__WHAT THE TASK REQUIRES__:
Copy out only the material from the line containing "the tree trunk" through the end of the material, requests included, with 149 added to every number in the answer coordinates. Leave the sample coordinates in the requests unchanged.

__ENTRIES__:
start

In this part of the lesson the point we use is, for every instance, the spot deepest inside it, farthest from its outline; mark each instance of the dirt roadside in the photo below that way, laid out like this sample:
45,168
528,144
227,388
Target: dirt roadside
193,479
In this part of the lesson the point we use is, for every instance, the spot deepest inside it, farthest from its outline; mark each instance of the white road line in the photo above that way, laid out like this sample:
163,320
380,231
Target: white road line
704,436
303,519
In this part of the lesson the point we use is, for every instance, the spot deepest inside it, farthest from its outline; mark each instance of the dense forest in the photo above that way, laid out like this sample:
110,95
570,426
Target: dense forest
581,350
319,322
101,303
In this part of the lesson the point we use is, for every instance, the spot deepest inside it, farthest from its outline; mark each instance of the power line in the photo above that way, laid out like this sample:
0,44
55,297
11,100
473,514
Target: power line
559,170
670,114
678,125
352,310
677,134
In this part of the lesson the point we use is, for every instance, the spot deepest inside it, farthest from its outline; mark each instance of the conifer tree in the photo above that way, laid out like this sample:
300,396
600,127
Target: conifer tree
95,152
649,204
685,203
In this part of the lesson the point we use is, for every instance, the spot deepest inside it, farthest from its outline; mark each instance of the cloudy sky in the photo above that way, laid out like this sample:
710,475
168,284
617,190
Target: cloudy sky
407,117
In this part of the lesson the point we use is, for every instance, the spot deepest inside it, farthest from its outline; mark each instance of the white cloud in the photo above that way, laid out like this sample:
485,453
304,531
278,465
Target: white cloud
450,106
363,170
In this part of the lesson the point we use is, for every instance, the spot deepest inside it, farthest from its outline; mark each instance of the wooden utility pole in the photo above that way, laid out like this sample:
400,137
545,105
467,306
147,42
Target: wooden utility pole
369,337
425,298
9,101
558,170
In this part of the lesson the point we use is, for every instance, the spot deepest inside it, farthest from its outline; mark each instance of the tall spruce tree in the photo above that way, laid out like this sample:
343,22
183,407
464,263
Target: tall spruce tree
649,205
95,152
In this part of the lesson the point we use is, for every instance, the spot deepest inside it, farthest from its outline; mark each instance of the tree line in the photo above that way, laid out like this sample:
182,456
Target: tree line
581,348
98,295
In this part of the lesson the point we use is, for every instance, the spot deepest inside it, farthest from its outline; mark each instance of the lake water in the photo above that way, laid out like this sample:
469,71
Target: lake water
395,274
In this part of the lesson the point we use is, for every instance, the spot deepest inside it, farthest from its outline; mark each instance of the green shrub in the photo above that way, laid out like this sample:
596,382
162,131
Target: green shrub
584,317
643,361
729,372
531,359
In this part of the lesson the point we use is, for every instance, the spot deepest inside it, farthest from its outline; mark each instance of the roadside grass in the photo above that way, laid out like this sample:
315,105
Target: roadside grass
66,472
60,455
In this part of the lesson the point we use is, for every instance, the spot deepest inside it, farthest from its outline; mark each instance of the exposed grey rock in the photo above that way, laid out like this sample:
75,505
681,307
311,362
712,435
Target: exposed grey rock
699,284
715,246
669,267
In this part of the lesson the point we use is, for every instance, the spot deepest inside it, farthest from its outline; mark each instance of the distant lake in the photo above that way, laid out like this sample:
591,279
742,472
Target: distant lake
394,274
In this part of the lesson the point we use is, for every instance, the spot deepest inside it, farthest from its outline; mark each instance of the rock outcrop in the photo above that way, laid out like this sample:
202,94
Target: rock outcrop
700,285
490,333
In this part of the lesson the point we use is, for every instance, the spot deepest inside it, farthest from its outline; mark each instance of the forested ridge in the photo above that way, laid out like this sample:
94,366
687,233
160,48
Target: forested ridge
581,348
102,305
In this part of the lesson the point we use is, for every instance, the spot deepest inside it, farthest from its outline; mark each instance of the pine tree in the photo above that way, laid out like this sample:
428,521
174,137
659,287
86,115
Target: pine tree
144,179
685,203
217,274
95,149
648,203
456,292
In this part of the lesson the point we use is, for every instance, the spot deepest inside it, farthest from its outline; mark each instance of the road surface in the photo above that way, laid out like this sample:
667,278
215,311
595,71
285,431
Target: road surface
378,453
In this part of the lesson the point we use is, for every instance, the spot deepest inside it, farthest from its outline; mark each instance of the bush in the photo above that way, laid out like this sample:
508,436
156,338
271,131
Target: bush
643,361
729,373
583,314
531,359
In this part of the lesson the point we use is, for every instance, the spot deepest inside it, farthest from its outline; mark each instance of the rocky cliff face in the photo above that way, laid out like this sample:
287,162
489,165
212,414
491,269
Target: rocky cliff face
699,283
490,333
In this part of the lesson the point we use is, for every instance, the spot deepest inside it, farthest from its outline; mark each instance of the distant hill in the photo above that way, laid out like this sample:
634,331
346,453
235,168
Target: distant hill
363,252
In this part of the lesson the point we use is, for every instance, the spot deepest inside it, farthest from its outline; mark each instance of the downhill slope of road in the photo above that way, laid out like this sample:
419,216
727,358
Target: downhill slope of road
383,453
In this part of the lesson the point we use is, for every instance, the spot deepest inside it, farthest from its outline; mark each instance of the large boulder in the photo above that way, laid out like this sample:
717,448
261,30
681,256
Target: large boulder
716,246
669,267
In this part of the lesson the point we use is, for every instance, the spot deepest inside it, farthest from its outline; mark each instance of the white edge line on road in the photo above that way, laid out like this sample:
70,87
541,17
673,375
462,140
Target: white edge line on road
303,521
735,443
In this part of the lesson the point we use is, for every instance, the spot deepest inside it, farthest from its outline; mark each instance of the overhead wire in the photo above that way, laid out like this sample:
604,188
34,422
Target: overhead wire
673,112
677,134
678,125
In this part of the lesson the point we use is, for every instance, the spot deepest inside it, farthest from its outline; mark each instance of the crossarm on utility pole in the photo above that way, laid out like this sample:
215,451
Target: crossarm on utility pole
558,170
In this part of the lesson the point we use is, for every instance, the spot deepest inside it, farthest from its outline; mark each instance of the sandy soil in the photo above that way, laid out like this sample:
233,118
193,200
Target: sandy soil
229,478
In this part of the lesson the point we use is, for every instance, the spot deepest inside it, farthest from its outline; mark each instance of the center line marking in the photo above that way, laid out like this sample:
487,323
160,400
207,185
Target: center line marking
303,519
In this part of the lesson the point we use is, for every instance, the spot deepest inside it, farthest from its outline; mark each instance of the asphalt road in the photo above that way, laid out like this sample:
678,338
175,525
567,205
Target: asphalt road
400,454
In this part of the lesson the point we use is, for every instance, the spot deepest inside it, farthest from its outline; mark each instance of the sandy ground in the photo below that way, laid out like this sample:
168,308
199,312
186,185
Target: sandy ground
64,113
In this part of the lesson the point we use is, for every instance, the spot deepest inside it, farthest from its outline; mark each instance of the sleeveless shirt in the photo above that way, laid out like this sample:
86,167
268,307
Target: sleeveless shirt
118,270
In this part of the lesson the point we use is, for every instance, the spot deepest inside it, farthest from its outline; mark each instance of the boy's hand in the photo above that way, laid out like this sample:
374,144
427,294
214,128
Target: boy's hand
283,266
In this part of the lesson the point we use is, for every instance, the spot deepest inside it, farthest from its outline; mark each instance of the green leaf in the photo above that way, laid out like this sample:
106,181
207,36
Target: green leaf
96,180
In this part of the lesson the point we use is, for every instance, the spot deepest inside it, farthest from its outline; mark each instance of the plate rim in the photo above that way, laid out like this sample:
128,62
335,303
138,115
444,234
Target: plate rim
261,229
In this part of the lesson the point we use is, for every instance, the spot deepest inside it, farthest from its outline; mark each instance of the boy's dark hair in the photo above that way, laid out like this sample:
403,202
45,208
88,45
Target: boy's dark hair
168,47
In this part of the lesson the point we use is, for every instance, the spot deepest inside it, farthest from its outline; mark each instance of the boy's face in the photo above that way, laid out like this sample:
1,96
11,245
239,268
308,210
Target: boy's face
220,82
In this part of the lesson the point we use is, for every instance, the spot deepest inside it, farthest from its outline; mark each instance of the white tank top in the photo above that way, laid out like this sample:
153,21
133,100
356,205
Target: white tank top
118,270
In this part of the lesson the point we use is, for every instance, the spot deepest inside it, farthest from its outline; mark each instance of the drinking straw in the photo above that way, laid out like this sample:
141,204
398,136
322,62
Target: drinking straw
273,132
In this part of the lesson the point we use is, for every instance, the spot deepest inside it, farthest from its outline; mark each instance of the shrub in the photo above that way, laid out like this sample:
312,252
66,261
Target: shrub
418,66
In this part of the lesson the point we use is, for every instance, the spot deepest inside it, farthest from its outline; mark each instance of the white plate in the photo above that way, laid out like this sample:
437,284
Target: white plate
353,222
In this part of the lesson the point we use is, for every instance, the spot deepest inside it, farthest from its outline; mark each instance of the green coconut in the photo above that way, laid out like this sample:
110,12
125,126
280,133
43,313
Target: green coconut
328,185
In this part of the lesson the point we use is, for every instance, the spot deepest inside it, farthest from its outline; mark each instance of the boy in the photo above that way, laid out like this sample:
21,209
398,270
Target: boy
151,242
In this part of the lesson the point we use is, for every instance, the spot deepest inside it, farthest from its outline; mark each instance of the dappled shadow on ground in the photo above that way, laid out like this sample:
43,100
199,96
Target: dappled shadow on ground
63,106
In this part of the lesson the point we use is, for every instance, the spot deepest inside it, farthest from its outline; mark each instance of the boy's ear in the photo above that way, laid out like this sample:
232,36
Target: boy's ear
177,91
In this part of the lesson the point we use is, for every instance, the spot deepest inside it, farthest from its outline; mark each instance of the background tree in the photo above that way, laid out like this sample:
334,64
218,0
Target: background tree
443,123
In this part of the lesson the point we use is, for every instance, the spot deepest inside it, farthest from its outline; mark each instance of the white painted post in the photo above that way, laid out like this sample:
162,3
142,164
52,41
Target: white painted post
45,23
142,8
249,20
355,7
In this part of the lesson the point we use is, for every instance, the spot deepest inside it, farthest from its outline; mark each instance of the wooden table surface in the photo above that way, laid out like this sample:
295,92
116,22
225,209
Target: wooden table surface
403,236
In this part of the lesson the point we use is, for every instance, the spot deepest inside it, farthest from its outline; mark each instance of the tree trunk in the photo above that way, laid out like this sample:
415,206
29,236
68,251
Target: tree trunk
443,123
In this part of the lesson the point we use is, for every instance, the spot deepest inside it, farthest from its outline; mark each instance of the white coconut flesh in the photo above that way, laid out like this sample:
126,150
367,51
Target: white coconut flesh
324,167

end

__SOLUTION BELOW__:
In this part of the lesson the point we use is, for every instance, the spot deepest inside it, farthest from its outline; mark each instance of the tree trunk in the photo above that way, laid out like this sample:
415,206
29,236
68,251
Target: tree trunk
592,272
In this part of the lesson the point we use is, for every instance, the spot deepest inside it, farthest from its outline; mark each instance of the white coconut flesh in the photo above that way, laid out like this sample:
126,150
367,51
Target: white coconut flesh
473,316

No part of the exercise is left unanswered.